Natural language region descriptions
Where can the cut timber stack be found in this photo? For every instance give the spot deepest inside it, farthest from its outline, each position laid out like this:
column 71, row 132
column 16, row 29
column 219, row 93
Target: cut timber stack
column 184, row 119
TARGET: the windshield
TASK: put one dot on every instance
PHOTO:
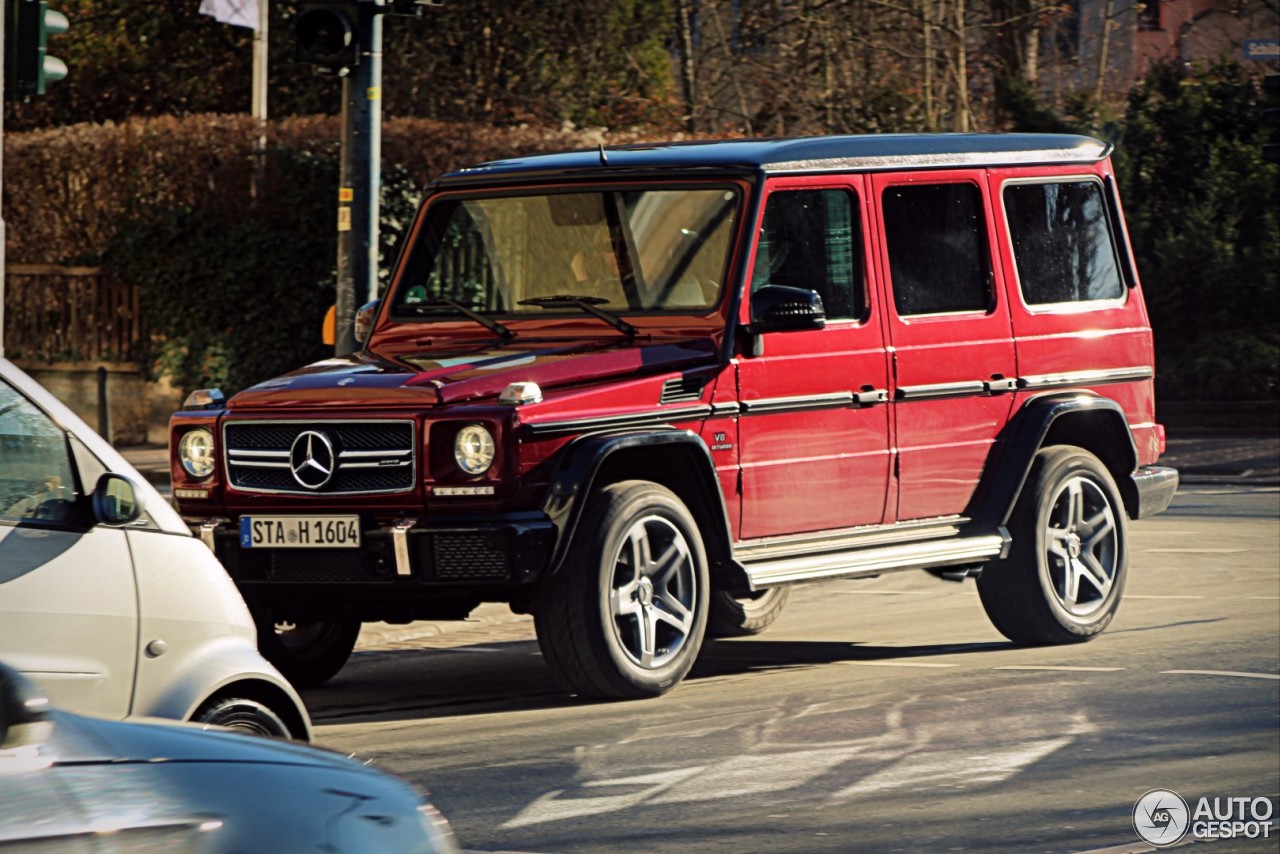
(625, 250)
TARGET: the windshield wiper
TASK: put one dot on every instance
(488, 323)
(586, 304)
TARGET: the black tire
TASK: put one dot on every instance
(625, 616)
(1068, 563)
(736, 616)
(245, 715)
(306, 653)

==

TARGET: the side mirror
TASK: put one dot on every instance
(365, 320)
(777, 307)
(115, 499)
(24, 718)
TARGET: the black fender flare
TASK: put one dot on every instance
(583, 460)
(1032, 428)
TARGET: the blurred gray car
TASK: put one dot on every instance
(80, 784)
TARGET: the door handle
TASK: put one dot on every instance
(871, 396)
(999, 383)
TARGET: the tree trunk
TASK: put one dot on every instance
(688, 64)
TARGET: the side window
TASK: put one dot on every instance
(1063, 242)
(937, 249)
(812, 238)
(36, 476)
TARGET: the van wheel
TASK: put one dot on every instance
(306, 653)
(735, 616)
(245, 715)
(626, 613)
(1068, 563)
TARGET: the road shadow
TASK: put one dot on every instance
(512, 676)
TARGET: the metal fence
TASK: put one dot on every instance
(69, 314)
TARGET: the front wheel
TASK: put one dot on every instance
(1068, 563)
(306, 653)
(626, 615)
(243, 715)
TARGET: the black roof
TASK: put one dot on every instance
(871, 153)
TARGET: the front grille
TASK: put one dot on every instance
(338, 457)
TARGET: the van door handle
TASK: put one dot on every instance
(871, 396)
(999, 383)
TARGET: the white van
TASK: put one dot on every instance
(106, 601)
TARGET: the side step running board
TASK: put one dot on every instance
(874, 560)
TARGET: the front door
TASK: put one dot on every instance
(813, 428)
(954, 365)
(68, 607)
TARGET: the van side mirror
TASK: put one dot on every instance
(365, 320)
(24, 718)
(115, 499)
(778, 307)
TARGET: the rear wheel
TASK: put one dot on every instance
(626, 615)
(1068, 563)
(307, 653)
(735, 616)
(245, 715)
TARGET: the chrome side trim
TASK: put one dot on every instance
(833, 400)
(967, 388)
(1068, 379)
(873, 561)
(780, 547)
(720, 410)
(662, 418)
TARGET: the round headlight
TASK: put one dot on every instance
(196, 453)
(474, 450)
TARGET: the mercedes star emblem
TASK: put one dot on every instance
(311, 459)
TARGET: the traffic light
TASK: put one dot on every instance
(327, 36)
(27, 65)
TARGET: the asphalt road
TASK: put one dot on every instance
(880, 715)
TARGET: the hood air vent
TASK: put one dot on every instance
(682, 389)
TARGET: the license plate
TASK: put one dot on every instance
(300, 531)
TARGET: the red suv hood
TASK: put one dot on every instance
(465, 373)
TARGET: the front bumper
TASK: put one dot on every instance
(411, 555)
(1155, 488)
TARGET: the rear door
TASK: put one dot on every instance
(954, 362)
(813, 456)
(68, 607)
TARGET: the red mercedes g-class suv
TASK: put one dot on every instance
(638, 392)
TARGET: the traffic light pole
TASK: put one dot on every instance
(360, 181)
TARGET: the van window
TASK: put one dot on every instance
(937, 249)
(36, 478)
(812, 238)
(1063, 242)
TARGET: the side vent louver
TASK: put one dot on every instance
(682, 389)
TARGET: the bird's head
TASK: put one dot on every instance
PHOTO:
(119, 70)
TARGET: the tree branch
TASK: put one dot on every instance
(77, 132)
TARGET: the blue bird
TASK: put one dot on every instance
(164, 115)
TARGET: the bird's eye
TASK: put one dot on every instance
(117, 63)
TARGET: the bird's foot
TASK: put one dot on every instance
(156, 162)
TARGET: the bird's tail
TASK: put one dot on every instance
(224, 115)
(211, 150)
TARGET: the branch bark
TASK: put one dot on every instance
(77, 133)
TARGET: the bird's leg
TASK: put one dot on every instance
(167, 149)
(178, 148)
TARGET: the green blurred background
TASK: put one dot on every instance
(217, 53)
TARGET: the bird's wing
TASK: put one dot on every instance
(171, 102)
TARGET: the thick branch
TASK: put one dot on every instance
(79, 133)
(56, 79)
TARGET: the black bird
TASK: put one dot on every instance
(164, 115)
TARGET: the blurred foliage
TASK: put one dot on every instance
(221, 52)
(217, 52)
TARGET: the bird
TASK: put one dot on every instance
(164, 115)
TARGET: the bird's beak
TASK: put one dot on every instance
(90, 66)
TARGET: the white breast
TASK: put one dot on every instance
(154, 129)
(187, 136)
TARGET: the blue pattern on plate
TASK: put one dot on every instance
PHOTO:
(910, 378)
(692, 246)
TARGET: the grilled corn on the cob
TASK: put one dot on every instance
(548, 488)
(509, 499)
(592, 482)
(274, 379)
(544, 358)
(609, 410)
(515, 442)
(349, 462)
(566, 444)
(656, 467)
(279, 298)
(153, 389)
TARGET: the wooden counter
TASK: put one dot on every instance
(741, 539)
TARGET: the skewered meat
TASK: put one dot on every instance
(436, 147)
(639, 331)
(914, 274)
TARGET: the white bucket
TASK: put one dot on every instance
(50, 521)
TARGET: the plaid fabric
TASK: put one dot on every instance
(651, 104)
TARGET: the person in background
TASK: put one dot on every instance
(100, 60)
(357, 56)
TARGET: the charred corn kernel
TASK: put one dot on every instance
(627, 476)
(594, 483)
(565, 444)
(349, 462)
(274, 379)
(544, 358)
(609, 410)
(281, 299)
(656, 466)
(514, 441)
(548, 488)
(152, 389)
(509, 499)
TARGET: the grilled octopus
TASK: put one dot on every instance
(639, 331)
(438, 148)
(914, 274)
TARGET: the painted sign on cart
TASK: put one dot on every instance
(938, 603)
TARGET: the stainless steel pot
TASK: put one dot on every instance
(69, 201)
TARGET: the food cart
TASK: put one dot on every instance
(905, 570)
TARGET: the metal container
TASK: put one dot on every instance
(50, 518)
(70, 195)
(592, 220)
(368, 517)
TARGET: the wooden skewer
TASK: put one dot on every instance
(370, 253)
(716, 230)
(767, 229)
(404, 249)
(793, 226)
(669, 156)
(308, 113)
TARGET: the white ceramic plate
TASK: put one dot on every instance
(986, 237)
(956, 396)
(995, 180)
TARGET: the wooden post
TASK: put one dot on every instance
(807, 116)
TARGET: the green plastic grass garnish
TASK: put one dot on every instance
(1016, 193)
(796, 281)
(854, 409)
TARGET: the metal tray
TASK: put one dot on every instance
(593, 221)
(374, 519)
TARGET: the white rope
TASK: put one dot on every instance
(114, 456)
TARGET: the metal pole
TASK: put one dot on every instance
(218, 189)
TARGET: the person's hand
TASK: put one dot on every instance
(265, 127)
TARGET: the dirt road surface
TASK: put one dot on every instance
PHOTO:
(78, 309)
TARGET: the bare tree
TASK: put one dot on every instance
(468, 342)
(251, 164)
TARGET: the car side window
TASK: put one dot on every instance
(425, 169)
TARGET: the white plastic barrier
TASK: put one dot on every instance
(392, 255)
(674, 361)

_TASK OBJECTIVE_
Copy out all the lines of the records that include "pole".

_ANSWER SECTION_
TARGET: the traffic light pole
TARGET: the metal pole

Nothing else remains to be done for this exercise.